▶ WHAT YOU WILL DO:
[a] Reproduce word for word the part of the Royals relegation text that begins at the words "So all that" and stops after "suck this year.".
[b] In the Royals relegation text, which team did the Royals finish one game ahead of to avoid relegation in 2012?

So all that said, if we indulge my crazy sports fan brain, and we use the most popular system of promoting three teams and relegating three each season, meaning that the worst three teams from each the AL and NL would be sent down to the fictional MLB Second Division, let's see how the Royals fare since 2003, in descending order:

  • 2012 - 72-90, avoid relegation by one game over Boston.
  • 2011 - 71-91, avoid relegation by two games over Baltimore
  • 2010 - 67-95, relegated. Next worst team was Cleveland, with a two game edge
  • 2009 - 65-97, relegated. Baltimore, Cleveland, and KC were in their own league of suck this year.
  • 2008 - 75-87, avoid relegation by one game over Detroit.
  • 2007 - 69-93, relegated again.
  • 2006 - 62-100, relegated. Still not close.
  • 2005 - 56-106, relegated.
  • 2004 - 58-104, relegated.

Yes, this is another way of showing that the Royals haven't been particularly good, but I found it rather amusing exercise. Not quite as amusing as the fact that Jose Valverde is still pitching in high leverage situations, though. I'll certainly take the wins, but the Tigers blind spot when it comes to Papa Grande continues to impress - if that ball gets called inside against Butler last night, which it was, there's a distinct possibility that the Royals, relegation candidates for years, might have swept the mighty Tigers. I fully expect them to trade for Wayne Rooney soon.

▶ DATASET ENTRIES:
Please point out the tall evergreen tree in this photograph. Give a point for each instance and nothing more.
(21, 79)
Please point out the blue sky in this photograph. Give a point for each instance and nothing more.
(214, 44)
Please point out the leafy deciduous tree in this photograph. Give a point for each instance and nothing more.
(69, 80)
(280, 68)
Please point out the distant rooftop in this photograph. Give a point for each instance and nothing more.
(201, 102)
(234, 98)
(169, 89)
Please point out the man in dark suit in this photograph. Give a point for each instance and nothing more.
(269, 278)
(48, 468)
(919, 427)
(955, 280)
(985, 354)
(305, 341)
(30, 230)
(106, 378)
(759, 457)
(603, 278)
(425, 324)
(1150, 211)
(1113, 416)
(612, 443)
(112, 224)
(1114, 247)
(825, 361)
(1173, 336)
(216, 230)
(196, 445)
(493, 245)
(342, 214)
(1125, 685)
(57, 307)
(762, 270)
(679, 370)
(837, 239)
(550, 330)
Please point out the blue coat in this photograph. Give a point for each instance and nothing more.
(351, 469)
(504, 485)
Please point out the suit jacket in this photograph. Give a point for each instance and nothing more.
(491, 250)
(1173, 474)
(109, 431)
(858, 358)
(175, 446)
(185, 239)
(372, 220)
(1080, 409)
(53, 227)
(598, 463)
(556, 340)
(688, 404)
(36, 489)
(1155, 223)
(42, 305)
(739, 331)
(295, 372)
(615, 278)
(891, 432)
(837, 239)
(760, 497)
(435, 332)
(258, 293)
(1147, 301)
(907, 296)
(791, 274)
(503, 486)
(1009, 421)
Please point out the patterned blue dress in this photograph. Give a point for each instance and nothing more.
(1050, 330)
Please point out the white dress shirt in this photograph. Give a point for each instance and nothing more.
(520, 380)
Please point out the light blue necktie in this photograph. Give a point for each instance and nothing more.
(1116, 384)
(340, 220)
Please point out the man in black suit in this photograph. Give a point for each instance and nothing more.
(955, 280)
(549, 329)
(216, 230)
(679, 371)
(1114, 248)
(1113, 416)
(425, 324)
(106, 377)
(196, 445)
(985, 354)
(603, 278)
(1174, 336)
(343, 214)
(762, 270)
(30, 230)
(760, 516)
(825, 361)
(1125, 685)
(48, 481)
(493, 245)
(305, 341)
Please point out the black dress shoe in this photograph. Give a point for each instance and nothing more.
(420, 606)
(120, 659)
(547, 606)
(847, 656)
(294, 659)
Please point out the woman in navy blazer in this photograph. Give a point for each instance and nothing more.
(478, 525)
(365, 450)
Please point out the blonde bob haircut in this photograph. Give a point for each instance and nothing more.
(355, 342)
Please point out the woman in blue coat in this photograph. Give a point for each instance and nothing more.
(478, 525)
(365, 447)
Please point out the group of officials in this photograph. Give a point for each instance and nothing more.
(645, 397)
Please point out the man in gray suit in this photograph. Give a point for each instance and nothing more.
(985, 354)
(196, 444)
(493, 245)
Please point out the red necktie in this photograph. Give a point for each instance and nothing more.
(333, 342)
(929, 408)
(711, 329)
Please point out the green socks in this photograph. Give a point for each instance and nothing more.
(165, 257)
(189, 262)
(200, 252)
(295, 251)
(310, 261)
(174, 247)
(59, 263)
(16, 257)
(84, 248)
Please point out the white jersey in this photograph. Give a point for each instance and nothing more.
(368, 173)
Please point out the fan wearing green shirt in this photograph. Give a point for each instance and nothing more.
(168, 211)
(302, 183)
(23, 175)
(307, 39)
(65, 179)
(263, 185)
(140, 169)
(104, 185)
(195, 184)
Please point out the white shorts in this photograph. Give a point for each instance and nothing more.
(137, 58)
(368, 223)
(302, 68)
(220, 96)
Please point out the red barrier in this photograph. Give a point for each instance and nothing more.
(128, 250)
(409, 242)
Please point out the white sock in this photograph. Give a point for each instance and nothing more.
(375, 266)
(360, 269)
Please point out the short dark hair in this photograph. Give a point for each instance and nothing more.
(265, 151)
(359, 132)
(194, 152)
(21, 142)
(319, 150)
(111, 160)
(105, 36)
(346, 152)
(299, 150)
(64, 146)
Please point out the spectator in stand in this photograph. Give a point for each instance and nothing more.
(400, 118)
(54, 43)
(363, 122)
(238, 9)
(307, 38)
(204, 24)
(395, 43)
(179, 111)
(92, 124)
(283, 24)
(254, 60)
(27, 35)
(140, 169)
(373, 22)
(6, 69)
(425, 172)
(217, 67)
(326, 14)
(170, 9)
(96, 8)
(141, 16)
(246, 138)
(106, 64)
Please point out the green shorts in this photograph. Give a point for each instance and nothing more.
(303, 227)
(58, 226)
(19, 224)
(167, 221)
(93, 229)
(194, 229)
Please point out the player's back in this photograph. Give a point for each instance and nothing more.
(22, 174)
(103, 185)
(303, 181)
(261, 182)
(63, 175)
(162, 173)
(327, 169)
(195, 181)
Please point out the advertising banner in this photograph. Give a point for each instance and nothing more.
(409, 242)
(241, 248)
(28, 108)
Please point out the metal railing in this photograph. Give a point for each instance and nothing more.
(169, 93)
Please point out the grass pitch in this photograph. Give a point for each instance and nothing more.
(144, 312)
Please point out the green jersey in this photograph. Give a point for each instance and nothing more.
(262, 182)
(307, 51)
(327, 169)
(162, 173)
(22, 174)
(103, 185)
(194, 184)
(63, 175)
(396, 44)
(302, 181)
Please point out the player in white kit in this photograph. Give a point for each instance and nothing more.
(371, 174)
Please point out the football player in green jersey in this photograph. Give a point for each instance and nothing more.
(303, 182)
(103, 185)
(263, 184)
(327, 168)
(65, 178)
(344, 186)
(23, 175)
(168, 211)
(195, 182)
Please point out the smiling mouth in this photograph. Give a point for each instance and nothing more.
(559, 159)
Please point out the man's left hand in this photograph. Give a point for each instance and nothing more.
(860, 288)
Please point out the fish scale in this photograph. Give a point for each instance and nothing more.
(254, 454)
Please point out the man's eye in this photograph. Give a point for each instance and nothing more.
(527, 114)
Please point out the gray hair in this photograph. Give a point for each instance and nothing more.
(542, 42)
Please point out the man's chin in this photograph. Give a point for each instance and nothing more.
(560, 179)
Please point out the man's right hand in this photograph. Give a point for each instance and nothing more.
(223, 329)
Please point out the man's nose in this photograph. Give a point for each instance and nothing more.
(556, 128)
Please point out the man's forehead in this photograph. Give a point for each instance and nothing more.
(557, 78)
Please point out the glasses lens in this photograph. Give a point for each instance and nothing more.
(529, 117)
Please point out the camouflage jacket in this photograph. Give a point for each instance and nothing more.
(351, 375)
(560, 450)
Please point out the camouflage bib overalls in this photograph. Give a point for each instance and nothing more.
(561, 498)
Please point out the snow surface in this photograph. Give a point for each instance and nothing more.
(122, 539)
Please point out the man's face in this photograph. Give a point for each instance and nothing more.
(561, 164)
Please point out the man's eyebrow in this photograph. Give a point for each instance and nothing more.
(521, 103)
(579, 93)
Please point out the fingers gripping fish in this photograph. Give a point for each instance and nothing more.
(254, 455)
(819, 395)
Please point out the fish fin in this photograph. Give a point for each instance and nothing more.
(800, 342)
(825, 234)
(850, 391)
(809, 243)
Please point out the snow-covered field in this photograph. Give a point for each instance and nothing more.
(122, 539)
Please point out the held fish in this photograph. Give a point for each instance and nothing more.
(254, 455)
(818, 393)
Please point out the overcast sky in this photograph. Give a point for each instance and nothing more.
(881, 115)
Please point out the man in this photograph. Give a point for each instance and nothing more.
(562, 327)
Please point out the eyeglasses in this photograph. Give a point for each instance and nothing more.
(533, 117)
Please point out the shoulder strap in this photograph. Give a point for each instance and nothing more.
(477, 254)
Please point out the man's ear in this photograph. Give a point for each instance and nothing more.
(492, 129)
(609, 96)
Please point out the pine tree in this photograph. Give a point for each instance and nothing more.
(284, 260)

▶ COMPLETED EXERCISE:
[a]
So all that said, if we indulge my crazy sports fan brain, and we use the most popular system of promoting three teams and relegating three each season, meaning that the worst three teams from each the AL and NL would be sent down to the fictional MLB Second Division, let's see how the Royals fare since 2003, in descending order:

  • 2012 - 72-90, avoid relegation by one game over Boston.
  • 2011 - 71-91, avoid relegation by two games over Baltimore
  • 2010 - 67-95, relegated. Next worst team was Cleveland, with a two game edge
  • 2009 - 65-97, relegated. Baltimore, Cleveland, and KC were in their own league of suck this year.

[b] Boston